-- START Source extract --

# SHTF fiction books



## RedLion

I have pretty much read everything from Angry American, Bradbury, Joe Nobody, One Second After and the Survivalist series. Any other authors/books folks would recommend?


----------



## Salt-N-Pepper

Always start with "Alas, Babylon" because it's a darned good book full-stop.

Lucifer's Hammer

299 Days is a good series if entirely unrealistic

77 Says in September

Lights Out by David Crawford is entertaining.

There's always Patriots by ole Rawles (although it's pretty far fetched, it is amusing at times)

Unintended Consequences by John Ross (I think that's who wrote it).


----------



## RedLion

Salt-N-Pepper said:


> Always start with "Alas, Babylon" because it's a darned good book full-stop.
> 
> Lucifer's Hammer
> 
> 299 Days is a good series if entirely unrealistic
> 
> 77 Says in September
> 
> Lights Out by David Crawford is entertaining.
> 
> There's always Patriots by ole Rawles (although it's pretty far fetched, it is amusing at times)
> 
> Unintended Consequences by John Ross (I think that's who wrote it).


Thanks for the suggestions. I read the first three books of the 299 day series and found it lacking. I have read the Patriots books as well. Still some good suggestions.


----------



## Salt-N-Pepper

The first two are dated, but they are great novels and great reads. 

I guarantee you will find yourself from time to time making the statement "Alas, Babylon" after you've read that book...


----------



## RedLion

Salt-N-Pepper said:


> The first two are dated, but they are great novels and great reads.
> 
> I guarantee you will find yourself from time to time making the statement "Alas, Babylon" after you've read that book...


I will be sure to check it out.


----------



## Dirk Pitt

Unintended Consequences is a great book, but It will take awhile, that thing is BIG, I don't know how many pages but it took me awhile and I am pretty fast reader.


----------



## 7052

Salt-N-Pepper said:


> Unintended Consequences by John Ross (I think that's who wrote it).


I HIGHLY second this book. Maybe not a TRUE SHTF book, but an excellent read and worthy book all by itself. The deep, rich history of the firearm culture vs the shenanigans of the gun control movement along make the book worthy. You will understand more, and appreciate the lengths to which people, and the government, will go to maintain control and power.

+100


----------



## beach23bum

"One Second After" had a second book come out called "One Year After" by: William R. Forstchen also he wrote "Day of Wrath" which gave me nightmares.


----------



## XDs

Is the survivalist series the one that started off with patriots?


----------



## Grim Reality

Lucifer's Hammer (by Larry Niven)

-- END Source extract --
-- START Supplied material --

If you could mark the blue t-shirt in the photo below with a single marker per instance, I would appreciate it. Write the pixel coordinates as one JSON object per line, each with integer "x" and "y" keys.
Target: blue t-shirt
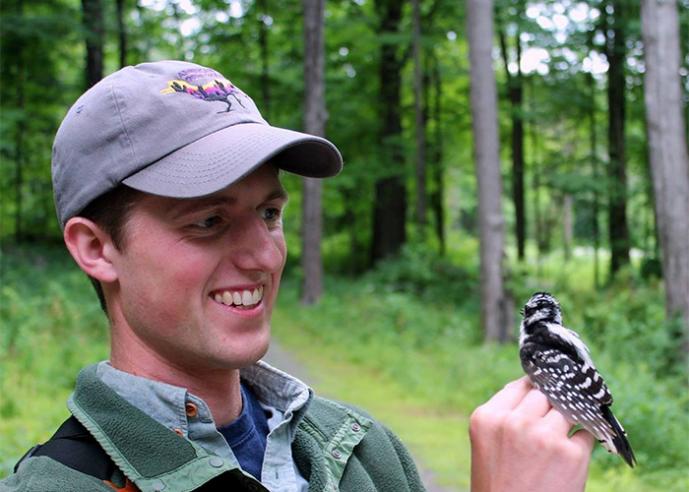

-- END Supplied material --

Problem details
List each username that posts in the forum thread about SHTF fiction books, giving each name once in the order it first appears. The material has no connection to the forum thread about SHTF fiction books.

Result
RedLion, Salt-N-Pepper, Dirk Pitt, 7052, beach23bum, XDs, Grim Reality